* _Work task_
Beginning at the line containing "The component shall mark one dot per instance of the brown", output every line to the end of the data below exactly as it appears.

* _Information given_
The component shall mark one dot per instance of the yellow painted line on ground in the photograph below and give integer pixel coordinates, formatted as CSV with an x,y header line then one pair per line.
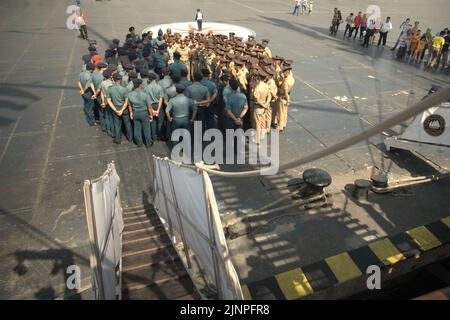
x,y
294,284
424,238
446,221
386,251
246,293
343,267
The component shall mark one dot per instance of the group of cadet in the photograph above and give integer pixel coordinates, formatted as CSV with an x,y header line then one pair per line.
x,y
147,87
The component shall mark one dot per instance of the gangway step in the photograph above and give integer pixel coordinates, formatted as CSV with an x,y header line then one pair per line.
x,y
151,267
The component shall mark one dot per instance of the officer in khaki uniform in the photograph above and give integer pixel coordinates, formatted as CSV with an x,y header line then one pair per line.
x,y
266,53
84,84
106,83
97,78
242,75
262,105
284,98
273,88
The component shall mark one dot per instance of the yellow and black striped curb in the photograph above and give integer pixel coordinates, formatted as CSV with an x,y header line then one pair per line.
x,y
306,280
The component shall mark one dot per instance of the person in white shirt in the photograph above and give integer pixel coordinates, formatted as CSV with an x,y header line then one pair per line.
x,y
304,6
297,5
404,29
80,22
199,19
384,30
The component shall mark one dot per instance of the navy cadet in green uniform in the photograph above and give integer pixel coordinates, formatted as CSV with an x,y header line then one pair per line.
x,y
117,97
184,80
159,41
107,74
84,84
156,94
212,89
86,58
171,92
177,65
161,59
200,94
127,67
97,78
236,106
131,76
166,82
141,113
181,111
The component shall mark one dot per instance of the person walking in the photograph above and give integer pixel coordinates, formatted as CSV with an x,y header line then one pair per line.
x,y
297,4
405,26
444,54
436,46
199,19
384,30
337,18
81,23
370,31
350,23
363,26
357,23
310,7
84,84
304,6
117,98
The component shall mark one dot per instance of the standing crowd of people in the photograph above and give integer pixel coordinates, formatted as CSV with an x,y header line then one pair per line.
x,y
147,86
412,45
303,7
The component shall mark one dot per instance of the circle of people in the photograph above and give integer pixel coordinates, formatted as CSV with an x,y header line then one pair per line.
x,y
148,87
412,44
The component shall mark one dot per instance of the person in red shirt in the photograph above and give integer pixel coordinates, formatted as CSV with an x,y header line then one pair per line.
x,y
357,22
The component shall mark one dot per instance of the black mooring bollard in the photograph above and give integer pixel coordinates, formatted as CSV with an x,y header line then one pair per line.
x,y
316,180
379,181
361,190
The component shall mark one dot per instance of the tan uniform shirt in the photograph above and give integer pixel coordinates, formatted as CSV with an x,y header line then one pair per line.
x,y
267,53
273,88
242,77
261,93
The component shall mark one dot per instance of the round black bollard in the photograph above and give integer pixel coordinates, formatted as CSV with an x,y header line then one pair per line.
x,y
361,190
316,180
379,181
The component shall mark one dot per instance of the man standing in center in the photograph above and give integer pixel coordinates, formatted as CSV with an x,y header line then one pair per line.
x,y
284,98
141,114
117,97
156,94
385,28
200,94
262,98
181,111
199,19
212,89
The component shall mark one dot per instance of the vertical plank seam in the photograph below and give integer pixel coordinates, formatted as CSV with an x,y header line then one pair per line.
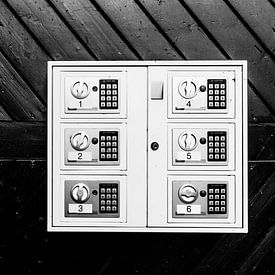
x,y
116,29
272,3
160,30
71,29
250,30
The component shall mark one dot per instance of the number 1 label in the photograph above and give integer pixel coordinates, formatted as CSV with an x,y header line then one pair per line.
x,y
189,209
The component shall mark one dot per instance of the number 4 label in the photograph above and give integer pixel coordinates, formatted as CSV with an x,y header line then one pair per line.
x,y
189,209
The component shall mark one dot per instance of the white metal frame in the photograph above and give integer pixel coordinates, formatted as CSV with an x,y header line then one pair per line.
x,y
140,208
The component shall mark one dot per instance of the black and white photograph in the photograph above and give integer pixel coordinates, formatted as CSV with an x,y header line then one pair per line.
x,y
137,137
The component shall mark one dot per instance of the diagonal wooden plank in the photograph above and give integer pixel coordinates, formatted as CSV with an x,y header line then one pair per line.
x,y
16,96
50,30
227,255
138,29
182,29
261,142
3,115
257,110
93,29
190,38
260,17
23,140
23,51
253,260
227,29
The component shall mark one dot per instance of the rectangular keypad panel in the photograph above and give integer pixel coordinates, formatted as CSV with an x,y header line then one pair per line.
x,y
108,145
216,142
216,93
108,198
108,94
216,200
92,198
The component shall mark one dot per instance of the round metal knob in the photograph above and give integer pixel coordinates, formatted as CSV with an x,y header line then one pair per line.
x,y
80,141
80,89
187,89
80,192
188,194
187,141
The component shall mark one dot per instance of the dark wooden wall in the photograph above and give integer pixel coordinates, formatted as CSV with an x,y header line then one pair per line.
x,y
35,31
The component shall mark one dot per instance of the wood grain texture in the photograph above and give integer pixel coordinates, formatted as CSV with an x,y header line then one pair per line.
x,y
50,30
229,252
182,29
261,142
257,255
227,29
23,51
138,29
17,97
3,115
93,29
23,140
260,17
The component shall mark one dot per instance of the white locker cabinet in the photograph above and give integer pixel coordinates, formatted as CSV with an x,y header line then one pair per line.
x,y
147,146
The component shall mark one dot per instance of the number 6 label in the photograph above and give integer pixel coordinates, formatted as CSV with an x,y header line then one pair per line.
x,y
189,209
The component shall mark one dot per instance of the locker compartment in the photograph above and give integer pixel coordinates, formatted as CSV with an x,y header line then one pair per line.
x,y
202,199
94,93
96,145
86,200
207,145
92,198
202,92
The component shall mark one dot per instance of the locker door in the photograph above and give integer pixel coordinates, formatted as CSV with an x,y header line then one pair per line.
x,y
97,147
195,155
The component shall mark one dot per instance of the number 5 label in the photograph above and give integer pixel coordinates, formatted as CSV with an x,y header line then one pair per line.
x,y
189,209
194,156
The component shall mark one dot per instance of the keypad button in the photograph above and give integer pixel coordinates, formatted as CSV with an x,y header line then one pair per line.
x,y
216,87
109,145
219,146
215,204
110,198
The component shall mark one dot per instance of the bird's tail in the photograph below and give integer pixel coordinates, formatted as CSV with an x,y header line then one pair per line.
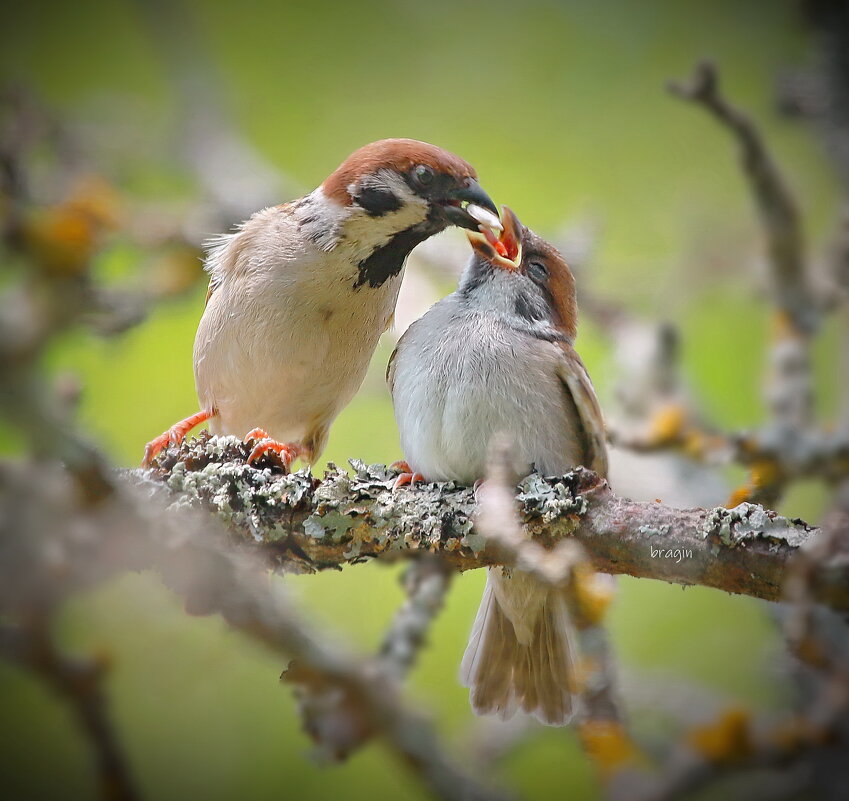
x,y
518,656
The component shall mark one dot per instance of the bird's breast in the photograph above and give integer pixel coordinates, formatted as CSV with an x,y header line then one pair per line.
x,y
460,381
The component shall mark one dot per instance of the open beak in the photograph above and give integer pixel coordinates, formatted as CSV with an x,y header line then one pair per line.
x,y
503,251
471,208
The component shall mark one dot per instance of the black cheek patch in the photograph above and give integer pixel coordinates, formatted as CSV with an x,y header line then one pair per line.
x,y
388,260
377,202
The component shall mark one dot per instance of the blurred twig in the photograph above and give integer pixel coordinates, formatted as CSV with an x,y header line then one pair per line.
x,y
79,682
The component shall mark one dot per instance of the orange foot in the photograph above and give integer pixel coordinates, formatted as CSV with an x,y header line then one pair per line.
x,y
173,436
407,475
287,451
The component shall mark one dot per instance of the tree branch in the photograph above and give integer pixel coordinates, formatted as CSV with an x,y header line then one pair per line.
x,y
777,207
305,525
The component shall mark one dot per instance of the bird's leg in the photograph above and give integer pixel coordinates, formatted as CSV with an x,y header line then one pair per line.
x,y
406,475
287,451
174,435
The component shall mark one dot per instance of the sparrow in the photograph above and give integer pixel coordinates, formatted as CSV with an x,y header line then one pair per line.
x,y
497,357
300,294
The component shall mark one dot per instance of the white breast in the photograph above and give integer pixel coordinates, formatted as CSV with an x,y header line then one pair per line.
x,y
460,378
286,339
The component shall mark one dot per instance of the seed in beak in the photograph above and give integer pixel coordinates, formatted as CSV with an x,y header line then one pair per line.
x,y
485,217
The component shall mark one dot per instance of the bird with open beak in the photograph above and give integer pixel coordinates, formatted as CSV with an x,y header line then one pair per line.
x,y
497,357
301,293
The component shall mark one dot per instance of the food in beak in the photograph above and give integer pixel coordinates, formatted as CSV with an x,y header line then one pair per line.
x,y
485,217
507,244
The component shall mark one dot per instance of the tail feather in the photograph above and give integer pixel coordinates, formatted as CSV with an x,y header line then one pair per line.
x,y
505,674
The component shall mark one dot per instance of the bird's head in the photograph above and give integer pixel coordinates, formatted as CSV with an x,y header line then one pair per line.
x,y
394,194
523,278
411,179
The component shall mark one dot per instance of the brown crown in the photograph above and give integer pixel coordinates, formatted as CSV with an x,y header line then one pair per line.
x,y
396,154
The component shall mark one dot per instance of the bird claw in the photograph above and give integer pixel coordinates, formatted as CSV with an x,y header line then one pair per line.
x,y
157,445
173,436
286,452
407,476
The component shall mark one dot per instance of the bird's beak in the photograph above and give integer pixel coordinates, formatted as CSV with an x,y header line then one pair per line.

* _Solution to this task_
The component shall mark one dot per instance of the brown crown in the photograph above and give integer pixel coordinates, formatted as CSV with an x,y header line then one pair per line.
x,y
396,154
The component shall mark one dot per instance of the bird claw in the photograph above and give integer pixel coordinates, formatted as CSV with an x,y header line then one pair per line.
x,y
157,445
173,436
286,452
407,476
The component shall mark one dot per instance of the bird's beak in the photograph above and give integer pixel coordinates, formatted as CSV with an x,y header line then one pair per line.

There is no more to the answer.